* RECORDED INFORMATION
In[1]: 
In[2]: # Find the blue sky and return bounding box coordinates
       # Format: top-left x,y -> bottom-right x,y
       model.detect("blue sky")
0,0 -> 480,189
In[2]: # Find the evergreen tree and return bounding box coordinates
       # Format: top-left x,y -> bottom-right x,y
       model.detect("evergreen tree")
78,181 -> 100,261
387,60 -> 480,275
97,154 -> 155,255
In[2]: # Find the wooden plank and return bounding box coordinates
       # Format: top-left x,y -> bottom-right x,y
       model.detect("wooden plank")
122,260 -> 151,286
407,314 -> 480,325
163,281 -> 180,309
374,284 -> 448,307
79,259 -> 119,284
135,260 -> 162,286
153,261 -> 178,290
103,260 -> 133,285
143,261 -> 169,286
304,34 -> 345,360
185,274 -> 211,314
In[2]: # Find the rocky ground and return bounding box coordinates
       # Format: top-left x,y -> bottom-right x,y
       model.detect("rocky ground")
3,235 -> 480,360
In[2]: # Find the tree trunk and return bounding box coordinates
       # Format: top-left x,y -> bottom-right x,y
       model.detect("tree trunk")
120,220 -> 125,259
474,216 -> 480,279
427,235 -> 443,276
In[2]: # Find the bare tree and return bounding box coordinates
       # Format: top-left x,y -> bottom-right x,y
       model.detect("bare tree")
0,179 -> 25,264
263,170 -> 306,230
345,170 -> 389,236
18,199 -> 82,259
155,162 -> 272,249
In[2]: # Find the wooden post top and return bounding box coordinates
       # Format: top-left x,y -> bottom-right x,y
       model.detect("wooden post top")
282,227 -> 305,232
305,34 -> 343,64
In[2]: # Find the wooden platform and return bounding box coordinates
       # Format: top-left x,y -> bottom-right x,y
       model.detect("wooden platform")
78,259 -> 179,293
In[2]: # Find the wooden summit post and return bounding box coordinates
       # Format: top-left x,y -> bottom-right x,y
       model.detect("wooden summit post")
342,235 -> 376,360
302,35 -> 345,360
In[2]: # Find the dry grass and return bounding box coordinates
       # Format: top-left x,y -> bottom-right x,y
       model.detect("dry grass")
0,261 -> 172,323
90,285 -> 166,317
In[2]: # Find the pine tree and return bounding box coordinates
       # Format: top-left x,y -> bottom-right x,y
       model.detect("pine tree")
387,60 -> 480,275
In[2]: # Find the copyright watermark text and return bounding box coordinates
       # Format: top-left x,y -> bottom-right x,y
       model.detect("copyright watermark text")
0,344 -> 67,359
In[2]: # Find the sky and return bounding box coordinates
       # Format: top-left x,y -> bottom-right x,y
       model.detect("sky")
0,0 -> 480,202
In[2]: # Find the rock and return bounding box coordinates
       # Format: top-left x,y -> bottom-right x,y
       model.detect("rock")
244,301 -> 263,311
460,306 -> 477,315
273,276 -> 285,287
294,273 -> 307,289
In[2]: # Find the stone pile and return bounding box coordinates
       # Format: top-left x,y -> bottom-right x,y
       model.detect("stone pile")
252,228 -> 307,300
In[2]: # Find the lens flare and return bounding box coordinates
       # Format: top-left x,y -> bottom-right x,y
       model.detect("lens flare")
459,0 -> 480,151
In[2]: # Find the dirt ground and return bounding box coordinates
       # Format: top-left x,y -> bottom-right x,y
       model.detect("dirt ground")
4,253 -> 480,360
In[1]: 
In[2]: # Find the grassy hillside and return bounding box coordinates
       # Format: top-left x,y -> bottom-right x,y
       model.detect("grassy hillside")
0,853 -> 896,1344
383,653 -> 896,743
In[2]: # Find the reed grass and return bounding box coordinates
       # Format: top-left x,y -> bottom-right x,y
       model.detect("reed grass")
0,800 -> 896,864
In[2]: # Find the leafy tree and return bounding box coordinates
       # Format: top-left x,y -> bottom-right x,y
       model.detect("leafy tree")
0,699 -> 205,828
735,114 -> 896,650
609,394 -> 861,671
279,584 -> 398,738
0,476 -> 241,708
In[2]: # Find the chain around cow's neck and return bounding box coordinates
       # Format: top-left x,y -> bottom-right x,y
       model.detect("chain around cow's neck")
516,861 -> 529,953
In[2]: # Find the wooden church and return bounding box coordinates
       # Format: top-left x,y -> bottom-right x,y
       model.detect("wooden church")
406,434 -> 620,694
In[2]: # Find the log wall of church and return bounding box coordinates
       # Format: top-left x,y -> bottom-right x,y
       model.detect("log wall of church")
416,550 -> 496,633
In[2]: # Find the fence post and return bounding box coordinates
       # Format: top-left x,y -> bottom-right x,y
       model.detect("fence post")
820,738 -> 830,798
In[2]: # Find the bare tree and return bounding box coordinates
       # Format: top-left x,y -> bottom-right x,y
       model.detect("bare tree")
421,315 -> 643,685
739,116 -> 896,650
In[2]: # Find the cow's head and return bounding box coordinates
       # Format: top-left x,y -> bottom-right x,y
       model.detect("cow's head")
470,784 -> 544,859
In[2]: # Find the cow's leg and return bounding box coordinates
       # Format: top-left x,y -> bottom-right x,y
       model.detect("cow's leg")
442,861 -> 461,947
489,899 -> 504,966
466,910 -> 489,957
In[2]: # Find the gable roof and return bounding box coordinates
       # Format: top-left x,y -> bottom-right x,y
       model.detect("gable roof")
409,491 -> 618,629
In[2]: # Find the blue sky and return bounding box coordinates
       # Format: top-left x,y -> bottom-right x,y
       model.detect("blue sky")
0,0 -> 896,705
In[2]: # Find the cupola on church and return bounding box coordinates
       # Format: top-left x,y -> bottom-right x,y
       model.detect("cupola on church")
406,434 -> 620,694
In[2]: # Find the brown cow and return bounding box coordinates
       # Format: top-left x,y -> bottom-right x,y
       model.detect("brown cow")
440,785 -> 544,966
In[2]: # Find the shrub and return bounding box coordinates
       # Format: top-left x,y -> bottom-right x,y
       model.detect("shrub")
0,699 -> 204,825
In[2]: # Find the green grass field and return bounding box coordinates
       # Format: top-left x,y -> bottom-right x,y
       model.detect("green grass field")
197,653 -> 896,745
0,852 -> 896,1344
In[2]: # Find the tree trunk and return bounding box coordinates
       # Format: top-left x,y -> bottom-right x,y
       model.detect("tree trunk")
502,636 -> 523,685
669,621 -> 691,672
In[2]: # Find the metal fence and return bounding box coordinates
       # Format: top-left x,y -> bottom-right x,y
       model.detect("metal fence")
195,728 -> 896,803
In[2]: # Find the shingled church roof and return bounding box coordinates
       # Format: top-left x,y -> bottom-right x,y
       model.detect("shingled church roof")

* SHORT TASK
Rewrite all of the rows above as a numbered list, leaving out any blank lines.

* SOLUTION FOR THIS PROBLEM
1. In[1]: 
2. In[2]: # Find the blue sky and return bounding box coordinates
3.        # Format: top-left x,y -> bottom-right x,y
4.        model.detect("blue sky")
5. 0,0 -> 480,189
6. In[2]: # Find the evergreen tree and return bounding box coordinates
7.        # Format: top-left x,y -> bottom-right x,y
8.        model.detect("evergreen tree")
9. 78,181 -> 100,261
10. 387,60 -> 480,275
11. 97,154 -> 155,255
12. In[2]: # Find the wooden plank and return bounding box coordinates
13.        # Format: top-left x,y -> bottom-right x,y
14.        model.detect("wooden plank")
15. 122,260 -> 151,286
16. 407,314 -> 480,325
17. 163,281 -> 180,309
18. 374,284 -> 448,307
19. 79,259 -> 119,284
20. 135,260 -> 162,286
21. 153,261 -> 178,290
22. 103,260 -> 133,285
23. 143,261 -> 169,286
24. 304,34 -> 345,360
25. 185,274 -> 211,314
26. In[2]: # Find the rocky ground and return bounding box coordinates
27.        # Format: top-left x,y -> bottom-right x,y
28.        model.detect("rocky ground")
29. 3,235 -> 480,360
30. In[2]: # Find the tree trunk and return bounding box coordinates
31.        # Format: top-left x,y -> bottom-right x,y
32.        model.detect("tree trunk")
33. 120,220 -> 125,259
34. 474,216 -> 480,279
35. 427,235 -> 443,276
36. In[2]: # Find the bare tree and return bounding box coordinates
37.        # Format: top-left x,y -> bottom-right x,y
38.        model.detect("bare tree")
39. 0,179 -> 25,264
40. 263,170 -> 306,230
41. 345,170 -> 389,236
42. 18,199 -> 82,259
43. 155,162 -> 272,249
44. In[2]: # Find the wooden post top and return bounding box coordinates
45.        # Format: top-left x,y -> bottom-right x,y
46.        model.detect("wooden post top")
47. 282,227 -> 305,232
48. 305,34 -> 343,64
49. In[2]: # Find the wooden platform and return bounding box coordinates
50.        # Format: top-left x,y -> bottom-right x,y
51.        model.detect("wooden platform")
52. 78,259 -> 179,293
53. In[2]: # Find the wooden summit post and return bounding box coordinates
54.        # Format: top-left x,y -> bottom-right x,y
55.        model.detect("wooden summit post")
56. 342,235 -> 376,360
57. 302,35 -> 345,360
58. In[2]: # Find the dry grass and return bounding box coordinates
59.        # Format: top-left x,y -> bottom-right x,y
60.        model.detect("dry grass")
61. 0,261 -> 172,323
62. 90,285 -> 166,317
63. In[2]: # Find the pine tree and return bounding box coordinates
64.        # Format: top-left x,y -> bottom-right x,y
65.        model.detect("pine tree")
66. 387,60 -> 480,275
67. In[2]: # Find the copyright watermark text and return bounding box coordinates
68.        # Format: top-left x,y -> bottom-right x,y
69.        model.detect("copyright watermark text")
70. 0,344 -> 67,359
71. In[2]: # Find the sky and return bounding box coordinates
72.        # Format: top-left x,y -> bottom-right x,y
73.        model.detect("sky")
74. 0,0 -> 480,202
75. In[2]: # Find the rock and return bounding box coordinates
76.        # Format: top-left x,y -> bottom-right x,y
77.        model.detect("rock")
78. 244,301 -> 263,311
79. 460,306 -> 477,315
80. 273,276 -> 285,287
81. 294,273 -> 307,289
82. In[2]: # Find the stone pile and return bounding box coordinates
83.        # Format: top-left x,y -> bottom-right x,y
84.        model.detect("stone pile")
85. 252,228 -> 307,300
86. In[2]: # Find the lens flare and return bounding box coordinates
87.        # Format: top-left x,y -> bottom-right x,y
88.        model.detect("lens flare")
89. 459,0 -> 480,151
90. In[2]: # Find the dirt ground and return bounding box coordinates
91.        # Format: top-left x,y -> bottom-right x,y
92.        model.detect("dirt ground")
93. 4,253 -> 480,360
94. In[1]: 
95. In[2]: # Find the grassy hillside and return bounding box coordinates
96.        # Format: top-left x,y -> bottom-right x,y
97.        model.detect("grassy hillside")
98. 0,853 -> 896,1344
99. 383,653 -> 896,743
100. In[2]: # Find the reed grass and return bounding box coordinates
101.        # Format: top-left x,y -> bottom-right x,y
102.        model.detect("reed grass")
103. 0,800 -> 896,864
104. In[2]: # Find the leafy tree and return bounding box coordinates
105.        # Format: top-left x,y -> bottom-right x,y
106.        model.detect("leafy tree")
107. 0,699 -> 205,828
108. 735,114 -> 896,650
109. 609,394 -> 861,671
110. 279,584 -> 398,738
111. 0,476 -> 241,708
112. In[2]: # Find the chain around cow's neck and return bounding box coordinates
113.        # Format: top-left x,y -> bottom-right x,y
114.        model.detect("chain around cow's neck")
115. 516,861 -> 529,953
116. In[2]: # Find the wooden church and return bounding box coordinates
117.        # Format: top-left x,y -> bottom-right x,y
118.        model.detect("wooden church")
119. 406,434 -> 620,694
120. In[2]: # Find the log wall of church and return bounding box coordinates
121.        # Format: top-left x,y -> bottom-right x,y
122.        model.detect("log wall of church")
123. 416,550 -> 496,633
124. In[2]: # Find the fence post and return bounding box coordinates
125.        # Format: top-left x,y -> bottom-right x,y
126.        model.detect("fence post")
127. 820,738 -> 830,798
128. In[2]: # Find the bare tree and return bounding box coordinates
129.        # Format: top-left x,y -> bottom-right x,y
130.        model.detect("bare tree")
131. 421,315 -> 643,685
132. 739,116 -> 896,650
133. In[2]: # Find the cow's head and return bounding box coordinates
134.        # Format: top-left x,y -> bottom-right x,y
135.        model.detect("cow's head")
136. 470,784 -> 544,859
137. In[2]: # Find the cow's leg and return bounding box coordinates
138.        # Format: top-left x,y -> bottom-right x,y
139.        model.detect("cow's leg")
140. 442,861 -> 461,947
141. 489,899 -> 504,966
142. 466,910 -> 489,957
143. In[2]: # Find the gable roof and return bounding box coordinates
144.        # Format: top-left x,y -> bottom-right x,y
145.        model.detect("gable roof")
146. 409,491 -> 618,629
147. In[2]: # Find the blue sky and return bounding box coordinates
148.        # Format: top-left x,y -> bottom-right x,y
149.        model.detect("blue sky")
150. 0,0 -> 896,705
151. In[2]: # Find the cupola on church and return bounding box coordinates
152.        # Format: top-left x,y -> bottom-right x,y
153.        model.detect("cupola on church")
154. 406,434 -> 620,694
155. In[2]: # Find the brown cow and return bounding box coordinates
156.        # Format: top-left x,y -> bottom-right x,y
157.        model.detect("brown cow")
158. 440,785 -> 544,966
159. In[2]: # Find the shrub and return bounding box coordinates
160.        # Format: top-left x,y -> bottom-right x,y
161.        model.detect("shrub")
162. 0,699 -> 204,825
163. In[2]: # Find the green grass field and return bounding box coordinates
164.        # Format: top-left x,y -> bottom-right x,y
165.        model.detect("green grass field")
166. 197,653 -> 896,745
167. 0,852 -> 896,1344
168. In[2]: # Find the tree trunk and return bounding box coordinates
169.        # Format: top-left x,y -> bottom-right x,y
170.        model.detect("tree trunk")
171. 502,636 -> 523,685
172. 669,621 -> 691,672
173. In[2]: # Find the metal fence and return bounding box coordinates
174.        # Format: top-left x,y -> bottom-right x,y
175.        model.detect("metal fence")
176. 195,728 -> 896,803
177. In[2]: # Find the shingled church roof and return bounding box coordinates
178.        # Format: top-left x,y -> bottom-right x,y
179.        model.detect("shingled church roof")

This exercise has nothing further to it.